● TASK OBJECTIVE
Could you write out the material below again, swapping every "scouting log" for "field survey" and leaving everything else as it is?

◇ ◇ ◇

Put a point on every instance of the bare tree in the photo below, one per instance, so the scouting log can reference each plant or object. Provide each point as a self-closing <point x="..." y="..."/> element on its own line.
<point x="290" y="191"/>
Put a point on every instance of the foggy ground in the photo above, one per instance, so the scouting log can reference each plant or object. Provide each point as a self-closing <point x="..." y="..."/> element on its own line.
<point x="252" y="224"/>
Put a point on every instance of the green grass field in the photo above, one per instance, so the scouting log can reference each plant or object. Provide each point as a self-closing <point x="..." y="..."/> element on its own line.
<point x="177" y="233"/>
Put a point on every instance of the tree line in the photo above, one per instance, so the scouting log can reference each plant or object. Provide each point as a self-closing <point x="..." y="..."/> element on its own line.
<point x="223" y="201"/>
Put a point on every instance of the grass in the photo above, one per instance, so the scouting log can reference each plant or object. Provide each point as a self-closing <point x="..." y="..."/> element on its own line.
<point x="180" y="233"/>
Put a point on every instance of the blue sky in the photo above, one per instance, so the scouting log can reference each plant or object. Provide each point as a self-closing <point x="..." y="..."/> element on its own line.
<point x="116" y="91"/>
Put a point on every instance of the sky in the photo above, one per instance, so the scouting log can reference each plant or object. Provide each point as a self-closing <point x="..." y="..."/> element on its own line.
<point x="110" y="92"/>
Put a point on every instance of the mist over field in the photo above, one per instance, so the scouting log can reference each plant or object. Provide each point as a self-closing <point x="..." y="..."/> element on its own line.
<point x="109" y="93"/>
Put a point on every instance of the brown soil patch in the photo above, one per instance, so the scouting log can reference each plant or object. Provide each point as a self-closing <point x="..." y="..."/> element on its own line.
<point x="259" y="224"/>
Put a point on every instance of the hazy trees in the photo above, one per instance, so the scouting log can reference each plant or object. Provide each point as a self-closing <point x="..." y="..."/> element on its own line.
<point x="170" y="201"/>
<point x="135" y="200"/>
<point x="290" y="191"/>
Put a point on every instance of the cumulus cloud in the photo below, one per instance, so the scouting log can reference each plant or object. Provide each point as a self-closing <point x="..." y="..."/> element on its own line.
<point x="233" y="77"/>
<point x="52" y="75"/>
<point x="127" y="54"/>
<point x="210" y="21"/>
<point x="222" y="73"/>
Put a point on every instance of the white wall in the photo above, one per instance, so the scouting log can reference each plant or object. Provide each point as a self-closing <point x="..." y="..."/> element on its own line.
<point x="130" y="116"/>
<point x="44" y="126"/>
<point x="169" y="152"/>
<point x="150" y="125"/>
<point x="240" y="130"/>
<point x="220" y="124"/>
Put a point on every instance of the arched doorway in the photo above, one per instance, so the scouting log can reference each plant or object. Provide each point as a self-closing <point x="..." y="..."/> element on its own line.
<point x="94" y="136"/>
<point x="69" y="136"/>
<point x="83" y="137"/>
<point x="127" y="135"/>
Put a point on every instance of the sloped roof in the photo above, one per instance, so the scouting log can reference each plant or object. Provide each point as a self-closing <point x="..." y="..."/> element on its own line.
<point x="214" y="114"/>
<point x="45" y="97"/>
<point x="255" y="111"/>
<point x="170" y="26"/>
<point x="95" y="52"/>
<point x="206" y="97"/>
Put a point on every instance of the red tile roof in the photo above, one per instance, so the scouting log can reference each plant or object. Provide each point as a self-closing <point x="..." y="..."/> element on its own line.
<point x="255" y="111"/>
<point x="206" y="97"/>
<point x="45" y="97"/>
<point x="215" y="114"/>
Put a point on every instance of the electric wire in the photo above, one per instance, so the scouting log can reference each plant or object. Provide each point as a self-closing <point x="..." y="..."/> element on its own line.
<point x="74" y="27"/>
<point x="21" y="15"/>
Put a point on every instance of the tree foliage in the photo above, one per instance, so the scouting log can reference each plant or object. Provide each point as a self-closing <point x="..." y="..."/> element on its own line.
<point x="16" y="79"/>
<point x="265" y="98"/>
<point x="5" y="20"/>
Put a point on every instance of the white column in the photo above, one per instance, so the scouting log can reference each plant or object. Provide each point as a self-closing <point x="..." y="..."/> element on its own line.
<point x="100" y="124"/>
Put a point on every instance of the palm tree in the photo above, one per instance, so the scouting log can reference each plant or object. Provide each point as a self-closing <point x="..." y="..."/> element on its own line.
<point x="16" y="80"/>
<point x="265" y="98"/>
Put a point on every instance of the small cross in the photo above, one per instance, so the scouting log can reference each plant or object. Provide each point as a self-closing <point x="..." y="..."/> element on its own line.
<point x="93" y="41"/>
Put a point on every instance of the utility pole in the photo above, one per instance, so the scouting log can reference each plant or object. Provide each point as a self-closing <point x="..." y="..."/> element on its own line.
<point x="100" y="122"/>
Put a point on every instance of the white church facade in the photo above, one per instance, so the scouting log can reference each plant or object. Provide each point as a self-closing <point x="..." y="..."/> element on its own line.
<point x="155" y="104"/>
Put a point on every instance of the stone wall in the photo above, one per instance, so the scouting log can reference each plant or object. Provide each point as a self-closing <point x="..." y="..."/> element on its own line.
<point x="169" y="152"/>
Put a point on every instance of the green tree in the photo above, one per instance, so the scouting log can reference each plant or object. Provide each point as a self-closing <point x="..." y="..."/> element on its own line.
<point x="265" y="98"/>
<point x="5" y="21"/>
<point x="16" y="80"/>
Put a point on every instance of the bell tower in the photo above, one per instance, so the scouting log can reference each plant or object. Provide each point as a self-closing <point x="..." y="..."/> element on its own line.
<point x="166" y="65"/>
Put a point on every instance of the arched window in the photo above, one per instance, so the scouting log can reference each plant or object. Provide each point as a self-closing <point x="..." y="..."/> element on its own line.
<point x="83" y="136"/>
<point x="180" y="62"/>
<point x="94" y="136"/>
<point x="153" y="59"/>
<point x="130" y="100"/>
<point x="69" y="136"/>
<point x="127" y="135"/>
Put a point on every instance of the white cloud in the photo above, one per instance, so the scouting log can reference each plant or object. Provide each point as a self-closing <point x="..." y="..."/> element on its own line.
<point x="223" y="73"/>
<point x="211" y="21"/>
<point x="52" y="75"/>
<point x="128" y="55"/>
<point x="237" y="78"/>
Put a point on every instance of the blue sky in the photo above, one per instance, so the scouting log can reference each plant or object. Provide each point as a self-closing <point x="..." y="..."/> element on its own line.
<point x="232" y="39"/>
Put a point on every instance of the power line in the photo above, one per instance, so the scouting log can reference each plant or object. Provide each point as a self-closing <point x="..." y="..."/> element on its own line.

◇ ◇ ◇

● COMPLETE OUTPUT
Put a point on every instance of the bare tree in the photo below, one per instance, so the field survey can reference each plant or object. Provide each point as a self-closing <point x="..." y="..."/> element on its own line.
<point x="290" y="191"/>
Put a point on every instance of the foggy ground in the photo above, one per instance, so the field survey can reference each plant or object. Provide each point as a self-closing <point x="..." y="..."/> element on its own line.
<point x="252" y="224"/>
Put a point on every instance of the green grass field in the photo above, one per instance, so the field survey can reference each plant or object. Provide each point as a self-closing <point x="..." y="..."/> element on its own line.
<point x="177" y="233"/>
Put a point on every instance of the tree line in the photo above, one per instance, so the field survey can reference each plant or object. Provide each point as a self-closing <point x="..." y="..."/> element on its own line.
<point x="223" y="201"/>
Put a point on every instance of the grass in the photo above, one per instance, so the field survey can reference each plant or object. Provide each point as a self-closing <point x="..." y="..."/> element on its own line.
<point x="180" y="233"/>
Put a point on every instance of the blue sky in the photo above, one per instance, so the field survey can reference each plant or object. Provide each point as a self-closing <point x="..." y="..."/> element on its own line.
<point x="116" y="91"/>
Put a point on every instance of the sky in the photo above, one per instance, so the field survey can reference each plant or object. Provide each point as a self-closing <point x="..." y="..."/> element on its own line.
<point x="110" y="92"/>
Put a point on every instance of the mist over field in the photo above, one per instance, so the field survey can reference each plant or object. Provide each point as a self-closing <point x="..." y="..."/> element on its own line.
<point x="109" y="93"/>
Put a point on every instance of the brown soil patch in the photo above, one per instance, so the field survey can reference each plant or object. Provide each point as a self-closing <point x="..." y="..."/> element on its own line.
<point x="259" y="224"/>
Put a point on every instance of the hazy trees in the photo above, one per instance, so the field survey can reference each plant or object. Provide each point as a self-closing <point x="..." y="..."/> element on its own line.
<point x="170" y="201"/>
<point x="135" y="200"/>
<point x="290" y="191"/>
Put a point on every instance of the cumulus cloud in the photo below, one per instance, so the field survey can reference each plant or object. Provide each point as a self-closing <point x="..." y="..."/> element on its own line.
<point x="233" y="77"/>
<point x="52" y="75"/>
<point x="127" y="54"/>
<point x="210" y="21"/>
<point x="222" y="73"/>
Put a point on every instance of the white wall in the photo above, one per instance, so the field survey can reference each plant or object. Provide each point as a self-closing <point x="..." y="..."/> element on its own line.
<point x="130" y="116"/>
<point x="44" y="126"/>
<point x="169" y="152"/>
<point x="150" y="125"/>
<point x="240" y="130"/>
<point x="220" y="124"/>
Put a point on every instance of the arched doorway in the photo above, one per instance, so the field survey can reference each plant or object. Provide each point as a self-closing <point x="..." y="..."/> element on its own line.
<point x="94" y="136"/>
<point x="69" y="136"/>
<point x="83" y="137"/>
<point x="127" y="135"/>
Put a point on every instance of the sloped roof in the photo above, one per instance, so the field survey can reference each plant or object. Provide each point as a self-closing <point x="..." y="..."/> element on its own line.
<point x="214" y="114"/>
<point x="45" y="97"/>
<point x="255" y="111"/>
<point x="170" y="26"/>
<point x="95" y="52"/>
<point x="206" y="97"/>
Put a point on every instance of the red tile roof in the photo above, one per instance, so the field survey can reference each plant or object. Provide each point as a self-closing <point x="..." y="..."/> element on its own line.
<point x="255" y="111"/>
<point x="206" y="97"/>
<point x="45" y="97"/>
<point x="215" y="114"/>
Put a point on every instance of the electric wire in the photo above, one per instance, so the field survey can reference each plant or object. Provide each point as a self-closing <point x="..." y="..."/> element on its own line.
<point x="74" y="27"/>
<point x="21" y="15"/>
Put a point on every instance of the tree foliage in the photo above, one per instance, so the field survey can reference each plant or object. Provide each point as a self-closing <point x="..." y="..."/> element on its own line.
<point x="16" y="79"/>
<point x="265" y="98"/>
<point x="5" y="20"/>
Put a point on every instance of the white column in the photo above, one per instance, so the field survey can reference each plant or object. Provide each point as a self-closing <point x="..." y="..."/> element on its own line.
<point x="100" y="124"/>
Put a point on every instance of the palm tree in the photo above, one per instance, so the field survey can reference each plant or object. Provide each point as a self-closing <point x="..." y="..."/> element on its own line.
<point x="16" y="80"/>
<point x="265" y="98"/>
Put a point on every instance of the small cross in the photo above, one per instance, so the field survey can reference each plant or object. Provide each point as a self-closing <point x="..." y="..."/> element on its own line.
<point x="93" y="41"/>
Put a point on every instance of the utility pole in the photo above, one per instance, so the field survey can reference each plant or object. Provide each point as a self-closing <point x="..." y="..."/> element on its own line.
<point x="100" y="122"/>
Put a point on every instance of the white church facade in the photo above, one per instance, so the field survey can reference each plant or object. Provide each point as a self-closing <point x="..." y="..."/> element on its own line.
<point x="155" y="104"/>
Put a point on every instance of the stone wall in the photo above, one per instance, so the field survey can reference each plant or object. Provide each point as a self-closing <point x="..." y="..."/> element on its own line.
<point x="169" y="152"/>
Put a point on every instance of the green tree in the photo above, one per instance, so the field survey can reference each plant or object. Provide each point as a self-closing <point x="..." y="..."/> element on its own line.
<point x="265" y="98"/>
<point x="5" y="21"/>
<point x="16" y="80"/>
Put a point on every instance of the bell tower in the photo above, one per instance, so the field survey can reference each plant or object. Provide each point as a self-closing <point x="..." y="..."/> element on its own line.
<point x="166" y="65"/>
Put a point on every instance of the arched window in the photo above, one per instance, so the field survey can reference each plant or object. Provide each point as a self-closing <point x="..." y="..."/> element on its own line.
<point x="83" y="136"/>
<point x="180" y="62"/>
<point x="94" y="136"/>
<point x="153" y="59"/>
<point x="130" y="100"/>
<point x="69" y="136"/>
<point x="127" y="135"/>
Put a point on every instance of the white cloud in the photo above, one per instance, so the field survey can reference each plant or object. Provide each point as a self-closing <point x="..." y="..."/> element on its own line.
<point x="223" y="73"/>
<point x="211" y="21"/>
<point x="52" y="75"/>
<point x="128" y="55"/>
<point x="237" y="78"/>
Put a point on every instance of the blue sky in the photo above, one per instance, so the field survey can reference each plant or object. Provide each point as a self-closing <point x="..." y="..."/> element on its own line.
<point x="232" y="39"/>
Put a point on every instance of the power line in the photo above, one per instance, so the field survey can reference each plant or object. Provide each point as a self-closing <point x="..." y="..."/> element on its own line.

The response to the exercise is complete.